◆ Your task: Which lines in the records below contain the word "alloy"? Return each of them.

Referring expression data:
----------

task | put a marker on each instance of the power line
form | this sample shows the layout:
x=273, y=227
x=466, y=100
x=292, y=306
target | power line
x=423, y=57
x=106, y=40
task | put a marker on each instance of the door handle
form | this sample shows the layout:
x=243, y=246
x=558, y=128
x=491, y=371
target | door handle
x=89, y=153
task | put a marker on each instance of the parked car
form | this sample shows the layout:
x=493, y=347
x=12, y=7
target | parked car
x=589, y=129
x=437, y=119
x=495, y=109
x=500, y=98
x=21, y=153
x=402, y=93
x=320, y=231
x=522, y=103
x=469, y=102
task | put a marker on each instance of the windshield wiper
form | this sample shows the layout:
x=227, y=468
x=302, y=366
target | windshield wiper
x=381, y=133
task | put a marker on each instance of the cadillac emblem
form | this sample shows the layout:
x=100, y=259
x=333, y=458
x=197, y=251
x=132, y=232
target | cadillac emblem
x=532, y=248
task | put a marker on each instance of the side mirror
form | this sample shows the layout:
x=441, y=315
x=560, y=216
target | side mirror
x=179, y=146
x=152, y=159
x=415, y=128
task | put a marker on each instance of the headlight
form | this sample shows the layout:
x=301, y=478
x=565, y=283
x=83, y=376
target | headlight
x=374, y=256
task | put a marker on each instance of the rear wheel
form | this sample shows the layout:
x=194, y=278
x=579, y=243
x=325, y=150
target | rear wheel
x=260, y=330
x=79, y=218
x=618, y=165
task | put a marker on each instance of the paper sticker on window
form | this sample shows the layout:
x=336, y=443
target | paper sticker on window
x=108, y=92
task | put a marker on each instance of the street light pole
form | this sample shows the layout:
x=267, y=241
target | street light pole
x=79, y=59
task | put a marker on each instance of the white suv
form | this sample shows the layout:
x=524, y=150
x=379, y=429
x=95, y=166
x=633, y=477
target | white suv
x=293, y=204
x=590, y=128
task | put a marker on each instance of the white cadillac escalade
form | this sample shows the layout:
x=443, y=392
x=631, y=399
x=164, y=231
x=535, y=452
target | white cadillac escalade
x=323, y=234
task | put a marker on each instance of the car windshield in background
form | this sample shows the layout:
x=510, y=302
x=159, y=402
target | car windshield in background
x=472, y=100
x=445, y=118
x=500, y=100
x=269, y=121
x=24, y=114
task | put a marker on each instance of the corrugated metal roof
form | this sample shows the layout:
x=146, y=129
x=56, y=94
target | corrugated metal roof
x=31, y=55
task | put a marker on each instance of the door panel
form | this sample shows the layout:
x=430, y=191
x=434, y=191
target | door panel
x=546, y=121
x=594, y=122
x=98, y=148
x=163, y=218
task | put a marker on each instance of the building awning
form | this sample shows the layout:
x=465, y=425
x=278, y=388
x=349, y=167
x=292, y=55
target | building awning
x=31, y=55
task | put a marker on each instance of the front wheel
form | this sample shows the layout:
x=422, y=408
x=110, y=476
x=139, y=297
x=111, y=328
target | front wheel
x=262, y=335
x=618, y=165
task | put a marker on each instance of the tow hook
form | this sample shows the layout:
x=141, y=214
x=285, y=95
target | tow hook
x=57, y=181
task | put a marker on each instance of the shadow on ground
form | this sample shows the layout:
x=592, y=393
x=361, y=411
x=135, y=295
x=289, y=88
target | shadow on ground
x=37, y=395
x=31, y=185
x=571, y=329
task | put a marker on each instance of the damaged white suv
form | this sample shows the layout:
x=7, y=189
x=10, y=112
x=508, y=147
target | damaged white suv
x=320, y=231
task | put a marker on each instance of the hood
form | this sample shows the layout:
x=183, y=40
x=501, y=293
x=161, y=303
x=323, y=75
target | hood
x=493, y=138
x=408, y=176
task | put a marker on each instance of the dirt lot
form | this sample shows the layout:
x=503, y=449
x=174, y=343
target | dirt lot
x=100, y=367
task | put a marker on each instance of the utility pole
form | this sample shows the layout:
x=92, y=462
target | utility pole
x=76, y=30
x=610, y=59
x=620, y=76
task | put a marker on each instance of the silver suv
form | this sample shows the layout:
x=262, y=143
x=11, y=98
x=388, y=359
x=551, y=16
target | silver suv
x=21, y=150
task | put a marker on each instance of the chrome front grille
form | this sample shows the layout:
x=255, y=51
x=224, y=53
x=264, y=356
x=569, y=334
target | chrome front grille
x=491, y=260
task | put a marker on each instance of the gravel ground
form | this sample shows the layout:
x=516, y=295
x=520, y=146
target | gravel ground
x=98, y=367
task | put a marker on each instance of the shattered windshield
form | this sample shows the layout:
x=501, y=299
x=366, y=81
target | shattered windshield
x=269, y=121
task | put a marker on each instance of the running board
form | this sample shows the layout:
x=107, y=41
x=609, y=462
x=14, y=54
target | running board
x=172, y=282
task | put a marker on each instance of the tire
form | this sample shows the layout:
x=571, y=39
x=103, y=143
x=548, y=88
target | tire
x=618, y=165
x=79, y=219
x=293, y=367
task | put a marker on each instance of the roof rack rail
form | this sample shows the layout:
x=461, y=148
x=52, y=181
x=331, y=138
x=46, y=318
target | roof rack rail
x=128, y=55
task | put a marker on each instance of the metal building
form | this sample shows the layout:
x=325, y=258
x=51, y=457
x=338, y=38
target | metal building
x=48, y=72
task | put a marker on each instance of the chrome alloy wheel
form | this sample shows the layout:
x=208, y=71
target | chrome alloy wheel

----------

◆ Problem solution:
task | put a marker on each instance of the chrome alloy wheel
target | chrome alloy wheel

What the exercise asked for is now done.